Символизм смешивают с модернизмом. Под модернизмом же разумеют многообразие литературных школ, не имеющих между собой ничего общего. И бестиализм Санина, и неореализм, и революционно-эротические упражнения Сергеева-Ценского, и проповедь свободы искусства, и Л. Андреев, и изящные безделушки О. Дымова, и проповедь Мережковского, и пушкианство брюсовской школы и т. д. — весь этот нестройный хор голосов в литературе называем мы то модернизмом, то символизмом, забывая, что если Брюсов с кем-нибудь связан, так это с Баратынским и Пушкиным, а вовсе не с Мережковским; Мережковский — с Достоевским и Ницше, а не с Блоком; Блок — с ранними романтиками, а вовсе не с Г. Чулковым. Но говорят: «Мережковский, Брюсов, Блок — это модернисты» и противопоставляют их кому-то, чему-то. Следовательно: определяя модернизм, мы определяем не школу. Что же мы определяем? Исповедуемое литературой credo?
Или, быть может, русский модернизм есть школа, в русле которой уживаются вчера — непримиримая, сегодня — примиренные литературные течения? В таком случае единообразие модернизма вовсе не во внешних чертах литературных произведений, а в способе их оценки. Но тогда Брюсов для модернизма одинаково нов, как и Пушкин, Державин, т. е. как вся русская литература. Тогда почему модернизм — модернизм?
Начиная с «Мира Искусства» и кончая «Весами», органы русского модернизма ведут борьбу на два фронта; с одной стороны, поддерживают они молодые дарования, с другой стороны — воскрешают забытое прошлое: возбуждают интерес к памятникам русской живописи XVIII столетия, возобновляют культ немецких романтиков, Гете, Данте, латинских поэтов, приближают по-новому к нам Пушкина, Баратынского, пишут замечательные исследования о Гоголе, Толстом, Достоевском; возбуждают интерес к Софоклу, занимаются постановкой на сцене Эврипида, возобновляют старинный театр.
Итак: модернизм не школа. Может быть, здесь имеем мы внешнее совмещение разнообразных литературных приемов? Но именно смешение литературных школ порождает множество модернистических бесцветностей: импрессионизм грубеет в рассказах Муйжеля, народничество грубеет тоже: ни то — ни се; и всего понемногу.

» **Набор заданий**
**1)** Повторите дословно фрагмент отрывка о модернизме: начните со слов «Символизм смешивают с» и остановитесь после слов «Исповедуемое литературой credo?».
**2)** С кем, согласно отрывку о модернизме, на самом деле связаны Брюсов, Мережковский и Блок? Назовите всех, кто там упомянут.

» **Строки данных**
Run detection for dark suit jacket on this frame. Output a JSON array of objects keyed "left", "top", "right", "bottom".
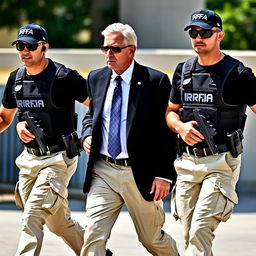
[{"left": 82, "top": 62, "right": 176, "bottom": 201}]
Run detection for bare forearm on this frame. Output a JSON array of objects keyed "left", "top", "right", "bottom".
[
  {"left": 0, "top": 106, "right": 17, "bottom": 133},
  {"left": 166, "top": 111, "right": 183, "bottom": 133}
]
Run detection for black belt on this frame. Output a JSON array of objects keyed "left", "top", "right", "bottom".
[
  {"left": 25, "top": 145, "right": 64, "bottom": 156},
  {"left": 100, "top": 154, "right": 131, "bottom": 166},
  {"left": 183, "top": 144, "right": 230, "bottom": 157}
]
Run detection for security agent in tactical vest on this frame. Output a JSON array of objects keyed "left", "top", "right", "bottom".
[
  {"left": 12, "top": 25, "right": 85, "bottom": 158},
  {"left": 0, "top": 24, "right": 87, "bottom": 255},
  {"left": 166, "top": 10, "right": 256, "bottom": 256}
]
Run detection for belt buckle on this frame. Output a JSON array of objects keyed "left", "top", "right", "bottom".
[{"left": 192, "top": 148, "right": 198, "bottom": 157}]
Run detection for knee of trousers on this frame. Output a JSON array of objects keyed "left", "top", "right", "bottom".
[{"left": 189, "top": 226, "right": 215, "bottom": 246}]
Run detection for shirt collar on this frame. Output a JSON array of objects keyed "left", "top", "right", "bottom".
[{"left": 111, "top": 60, "right": 134, "bottom": 84}]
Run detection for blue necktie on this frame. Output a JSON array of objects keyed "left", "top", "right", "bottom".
[{"left": 108, "top": 76, "right": 122, "bottom": 159}]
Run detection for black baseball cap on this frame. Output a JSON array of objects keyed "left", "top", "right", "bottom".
[
  {"left": 184, "top": 9, "right": 222, "bottom": 31},
  {"left": 12, "top": 24, "right": 48, "bottom": 45}
]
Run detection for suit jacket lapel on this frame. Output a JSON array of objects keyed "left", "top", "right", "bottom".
[{"left": 126, "top": 62, "right": 144, "bottom": 138}]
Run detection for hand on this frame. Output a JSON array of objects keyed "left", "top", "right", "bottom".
[
  {"left": 83, "top": 136, "right": 92, "bottom": 155},
  {"left": 16, "top": 121, "right": 35, "bottom": 143},
  {"left": 150, "top": 178, "right": 170, "bottom": 201},
  {"left": 179, "top": 121, "right": 204, "bottom": 146}
]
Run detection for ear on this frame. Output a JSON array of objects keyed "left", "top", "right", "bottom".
[
  {"left": 42, "top": 43, "right": 49, "bottom": 52},
  {"left": 218, "top": 31, "right": 225, "bottom": 41},
  {"left": 130, "top": 45, "right": 137, "bottom": 55}
]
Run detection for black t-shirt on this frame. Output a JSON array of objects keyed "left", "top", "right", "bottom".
[
  {"left": 2, "top": 59, "right": 87, "bottom": 109},
  {"left": 2, "top": 57, "right": 88, "bottom": 147},
  {"left": 170, "top": 55, "right": 256, "bottom": 107}
]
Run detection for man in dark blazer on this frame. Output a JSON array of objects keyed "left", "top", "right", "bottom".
[{"left": 81, "top": 23, "right": 178, "bottom": 256}]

» **Ответы к заданиям**
**1)**
Символизм смешивают с модернизмом. Под модернизмом же разумеют многообразие литературных школ, не имеющих между собой ничего общего. И бестиализм Санина, и неореализм, и революционно-эротические упражнения Сергеева-Ценского, и проповедь свободы искусства, и Л. Андреев, и изящные безделушки О. Дымова, и проповедь Мережковского, и пушкианство брюсовской школы и т. д. — весь этот нестройный хор голосов в литературе называем мы то модернизмом, то символизмом, забывая, что если Брюсов с кем-нибудь связан, так это с Баратынским и Пушкиным, а вовсе не с Мережковским; Мережковский — с Достоевским и Ницше, а не с Блоком; Блок — с ранними романтиками, а вовсе не с Г. Чулковым. Но говорят: «Мережковский, Брюсов, Блок — это модернисты» и противопоставляют их кому-то, чему-то. Следовательно: определяя модернизм, мы определяем не школу. Что же мы определяем? Исповедуемое литературой credo?

**2)** Брюсов связан с Баратынским и Пушкиным, Мережковский с Достоевским и Ницше, Блок с ранними романтиками.